* [REQUEST]: In the material below, turn everything from the line containing "For the scoring pass, find every instance of the gray grill" down to the line containing "[[544, 268], [405, 278]]" into a numbered list, with blank lines left out.

* [RECORDED DATA]:
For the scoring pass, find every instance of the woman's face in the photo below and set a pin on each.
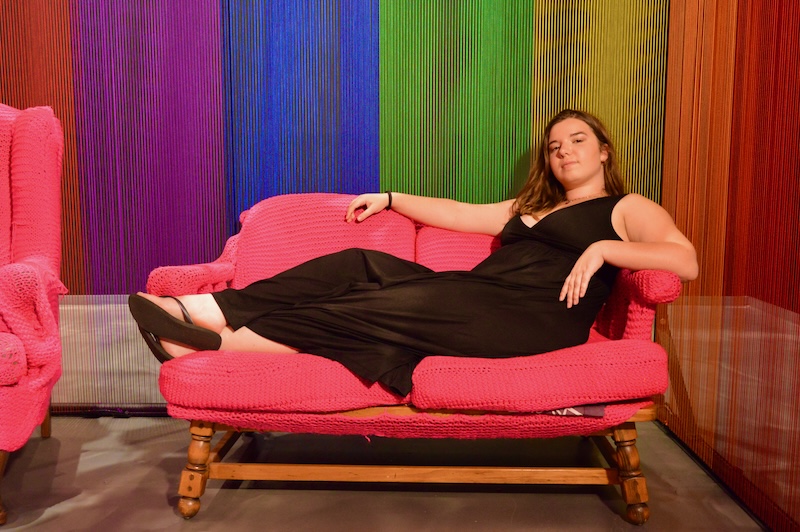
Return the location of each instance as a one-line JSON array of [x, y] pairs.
[[575, 155]]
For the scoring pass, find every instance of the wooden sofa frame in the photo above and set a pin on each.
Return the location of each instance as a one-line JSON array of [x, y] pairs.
[[206, 463]]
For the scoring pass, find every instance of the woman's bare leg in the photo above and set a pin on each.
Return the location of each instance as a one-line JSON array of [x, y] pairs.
[[244, 339], [206, 313]]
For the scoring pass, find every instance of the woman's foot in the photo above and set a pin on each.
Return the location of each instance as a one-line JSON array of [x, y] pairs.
[[171, 330], [202, 308]]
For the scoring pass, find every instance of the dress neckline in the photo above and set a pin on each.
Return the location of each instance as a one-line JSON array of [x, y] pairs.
[[551, 213]]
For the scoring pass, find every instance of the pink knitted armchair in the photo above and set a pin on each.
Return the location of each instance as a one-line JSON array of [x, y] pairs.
[[31, 145]]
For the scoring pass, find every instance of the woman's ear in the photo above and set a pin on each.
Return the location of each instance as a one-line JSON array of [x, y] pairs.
[[603, 153]]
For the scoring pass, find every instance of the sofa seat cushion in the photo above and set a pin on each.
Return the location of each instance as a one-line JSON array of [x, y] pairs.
[[260, 382], [598, 372], [13, 363], [387, 422]]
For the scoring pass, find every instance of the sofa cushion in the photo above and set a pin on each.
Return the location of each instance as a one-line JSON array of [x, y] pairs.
[[267, 382], [12, 359], [274, 238], [592, 373], [443, 250]]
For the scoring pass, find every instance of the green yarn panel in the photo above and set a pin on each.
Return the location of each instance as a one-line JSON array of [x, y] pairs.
[[455, 97], [466, 88]]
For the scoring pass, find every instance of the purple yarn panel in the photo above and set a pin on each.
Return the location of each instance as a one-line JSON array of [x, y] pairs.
[[149, 121]]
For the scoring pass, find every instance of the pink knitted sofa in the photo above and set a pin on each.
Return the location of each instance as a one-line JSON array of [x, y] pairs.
[[596, 389], [31, 144]]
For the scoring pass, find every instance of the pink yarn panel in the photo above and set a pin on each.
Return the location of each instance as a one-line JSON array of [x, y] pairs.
[[421, 425], [268, 383], [443, 250], [7, 117], [284, 231], [592, 373]]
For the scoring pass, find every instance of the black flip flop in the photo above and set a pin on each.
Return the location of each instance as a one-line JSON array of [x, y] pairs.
[[155, 346], [158, 323]]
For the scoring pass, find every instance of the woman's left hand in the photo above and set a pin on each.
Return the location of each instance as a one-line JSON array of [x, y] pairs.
[[585, 267]]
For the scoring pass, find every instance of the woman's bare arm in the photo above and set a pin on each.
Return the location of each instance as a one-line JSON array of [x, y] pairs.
[[650, 241], [485, 218]]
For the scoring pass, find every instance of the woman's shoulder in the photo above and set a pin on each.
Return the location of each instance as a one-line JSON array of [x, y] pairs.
[[636, 203]]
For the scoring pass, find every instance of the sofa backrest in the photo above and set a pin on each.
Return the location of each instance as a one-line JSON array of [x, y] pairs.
[[31, 157], [283, 231], [441, 250]]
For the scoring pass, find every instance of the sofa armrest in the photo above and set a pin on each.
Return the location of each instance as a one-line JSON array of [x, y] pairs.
[[630, 310], [13, 363], [195, 278], [28, 292]]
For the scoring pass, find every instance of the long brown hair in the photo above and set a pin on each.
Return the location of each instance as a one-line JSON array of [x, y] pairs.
[[542, 192]]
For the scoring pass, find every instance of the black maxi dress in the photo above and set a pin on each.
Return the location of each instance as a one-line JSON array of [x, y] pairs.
[[379, 315]]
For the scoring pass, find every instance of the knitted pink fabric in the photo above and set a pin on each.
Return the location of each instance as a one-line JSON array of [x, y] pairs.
[[30, 171], [284, 231], [258, 382], [593, 373], [421, 425], [288, 392], [442, 250]]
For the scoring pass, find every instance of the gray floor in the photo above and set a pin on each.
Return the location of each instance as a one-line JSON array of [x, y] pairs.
[[117, 475]]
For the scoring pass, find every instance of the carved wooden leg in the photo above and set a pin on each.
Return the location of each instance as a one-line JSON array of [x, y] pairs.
[[3, 461], [195, 474], [632, 483]]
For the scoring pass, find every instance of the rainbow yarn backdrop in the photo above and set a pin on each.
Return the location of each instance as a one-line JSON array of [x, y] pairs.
[[179, 115]]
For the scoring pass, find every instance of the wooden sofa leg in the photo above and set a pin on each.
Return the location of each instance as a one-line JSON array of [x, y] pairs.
[[3, 461], [632, 482], [195, 474], [46, 424]]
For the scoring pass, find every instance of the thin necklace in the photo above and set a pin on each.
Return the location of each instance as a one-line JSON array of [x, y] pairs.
[[568, 201]]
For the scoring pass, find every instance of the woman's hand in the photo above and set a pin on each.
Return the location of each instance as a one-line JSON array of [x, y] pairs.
[[585, 267], [372, 204]]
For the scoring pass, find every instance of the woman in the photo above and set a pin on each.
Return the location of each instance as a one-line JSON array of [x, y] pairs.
[[563, 239]]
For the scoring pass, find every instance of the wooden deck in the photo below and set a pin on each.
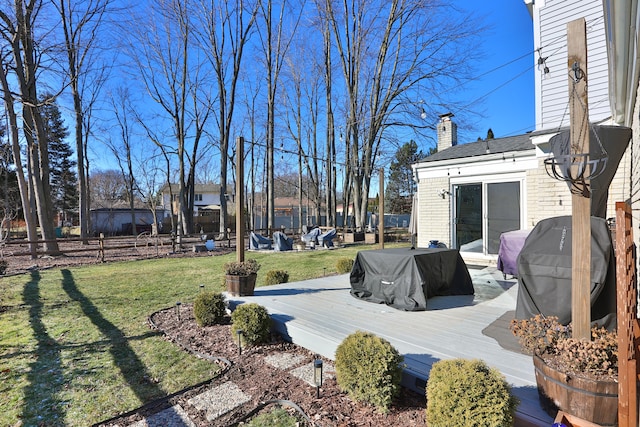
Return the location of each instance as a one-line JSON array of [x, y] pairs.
[[318, 314]]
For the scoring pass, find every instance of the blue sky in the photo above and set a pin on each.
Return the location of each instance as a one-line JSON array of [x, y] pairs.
[[507, 94], [502, 97]]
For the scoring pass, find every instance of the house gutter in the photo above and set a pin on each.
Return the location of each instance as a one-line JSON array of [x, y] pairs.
[[622, 22]]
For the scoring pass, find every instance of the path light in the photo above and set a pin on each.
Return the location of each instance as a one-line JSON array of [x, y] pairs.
[[317, 375], [239, 332]]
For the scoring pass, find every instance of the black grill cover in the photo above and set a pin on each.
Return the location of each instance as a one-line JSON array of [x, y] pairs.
[[405, 278], [544, 268]]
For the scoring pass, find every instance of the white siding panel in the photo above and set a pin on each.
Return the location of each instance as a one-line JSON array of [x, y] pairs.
[[553, 18]]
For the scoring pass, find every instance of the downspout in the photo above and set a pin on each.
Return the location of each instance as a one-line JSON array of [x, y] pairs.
[[621, 31]]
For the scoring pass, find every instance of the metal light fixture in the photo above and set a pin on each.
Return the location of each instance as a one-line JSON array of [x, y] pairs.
[[239, 332], [317, 375]]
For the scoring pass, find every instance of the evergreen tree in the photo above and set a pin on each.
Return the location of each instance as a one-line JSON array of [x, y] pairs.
[[62, 176], [401, 186]]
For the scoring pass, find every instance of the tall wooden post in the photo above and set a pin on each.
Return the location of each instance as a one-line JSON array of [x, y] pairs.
[[580, 203], [239, 199], [381, 210]]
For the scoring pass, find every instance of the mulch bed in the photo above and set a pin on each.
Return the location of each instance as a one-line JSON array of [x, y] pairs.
[[265, 383]]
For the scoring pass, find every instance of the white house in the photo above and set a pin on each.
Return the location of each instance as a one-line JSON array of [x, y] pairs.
[[470, 193]]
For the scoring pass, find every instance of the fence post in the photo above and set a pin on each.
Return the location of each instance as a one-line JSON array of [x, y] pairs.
[[101, 244]]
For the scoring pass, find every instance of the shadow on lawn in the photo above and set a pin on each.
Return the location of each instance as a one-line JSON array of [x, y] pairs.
[[131, 367], [45, 377]]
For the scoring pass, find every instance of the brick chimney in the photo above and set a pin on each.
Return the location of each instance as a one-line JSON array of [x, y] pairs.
[[447, 132]]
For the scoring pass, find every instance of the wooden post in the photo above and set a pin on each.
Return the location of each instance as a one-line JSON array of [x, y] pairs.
[[239, 199], [627, 317], [101, 246], [381, 210], [580, 203]]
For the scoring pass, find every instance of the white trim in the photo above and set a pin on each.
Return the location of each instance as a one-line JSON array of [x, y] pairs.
[[519, 177], [483, 166]]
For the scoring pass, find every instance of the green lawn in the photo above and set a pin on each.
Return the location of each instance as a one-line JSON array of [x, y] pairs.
[[75, 346]]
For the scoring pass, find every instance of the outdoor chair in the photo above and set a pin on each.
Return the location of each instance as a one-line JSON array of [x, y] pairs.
[[258, 242]]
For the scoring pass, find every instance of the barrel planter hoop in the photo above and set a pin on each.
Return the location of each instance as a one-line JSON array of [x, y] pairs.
[[591, 400], [241, 286]]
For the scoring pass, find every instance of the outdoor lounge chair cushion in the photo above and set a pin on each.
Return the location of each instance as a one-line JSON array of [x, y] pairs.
[[257, 242], [281, 242], [326, 239]]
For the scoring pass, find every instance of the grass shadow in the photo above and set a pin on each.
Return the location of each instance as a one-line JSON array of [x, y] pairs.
[[45, 377], [133, 370]]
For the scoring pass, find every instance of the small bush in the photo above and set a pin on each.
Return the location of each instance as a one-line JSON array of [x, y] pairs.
[[254, 321], [275, 277], [209, 308], [470, 393], [344, 265], [368, 369]]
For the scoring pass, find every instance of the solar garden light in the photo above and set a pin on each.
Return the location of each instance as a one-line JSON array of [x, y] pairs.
[[239, 332], [317, 375]]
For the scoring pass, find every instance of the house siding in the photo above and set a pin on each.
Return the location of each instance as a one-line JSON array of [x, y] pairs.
[[433, 212], [551, 18], [546, 197]]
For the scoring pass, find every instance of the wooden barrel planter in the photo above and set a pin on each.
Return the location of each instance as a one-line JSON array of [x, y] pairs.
[[591, 400], [241, 286]]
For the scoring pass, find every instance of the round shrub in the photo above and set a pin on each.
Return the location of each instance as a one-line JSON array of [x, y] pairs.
[[209, 308], [368, 369], [254, 321], [470, 393], [344, 265], [275, 277]]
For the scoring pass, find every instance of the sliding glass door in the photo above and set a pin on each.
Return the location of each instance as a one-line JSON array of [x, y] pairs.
[[482, 212], [468, 217]]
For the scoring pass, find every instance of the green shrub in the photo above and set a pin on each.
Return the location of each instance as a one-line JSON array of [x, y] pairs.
[[469, 393], [278, 417], [275, 277], [254, 321], [209, 308], [344, 265], [368, 369]]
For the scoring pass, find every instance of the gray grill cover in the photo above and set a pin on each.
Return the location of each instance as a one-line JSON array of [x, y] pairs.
[[544, 268], [405, 278]]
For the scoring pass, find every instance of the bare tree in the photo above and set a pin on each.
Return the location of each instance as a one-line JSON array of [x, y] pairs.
[[226, 30], [19, 32], [81, 22], [275, 45], [389, 52], [122, 148], [24, 185], [168, 63]]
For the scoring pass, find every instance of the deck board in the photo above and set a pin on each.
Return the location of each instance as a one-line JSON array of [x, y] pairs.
[[318, 314]]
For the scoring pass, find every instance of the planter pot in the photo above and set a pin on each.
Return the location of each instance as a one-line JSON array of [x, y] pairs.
[[241, 286], [591, 400]]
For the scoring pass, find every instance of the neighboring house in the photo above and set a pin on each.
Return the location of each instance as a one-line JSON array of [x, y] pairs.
[[206, 206], [206, 198], [469, 194], [111, 221]]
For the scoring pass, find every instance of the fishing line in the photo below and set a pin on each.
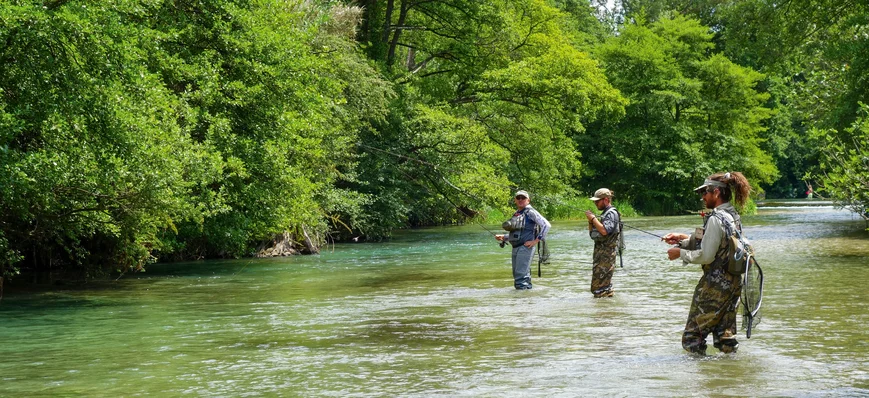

* [WRITTEN ANSWER]:
1. For the scoring pass, find every instance of the gray grill cover in the photo above and set a pin on each.
2. Return the location of each instance as a one-line JSON array of [x, y] pairs.
3. [[544, 268], [405, 278]]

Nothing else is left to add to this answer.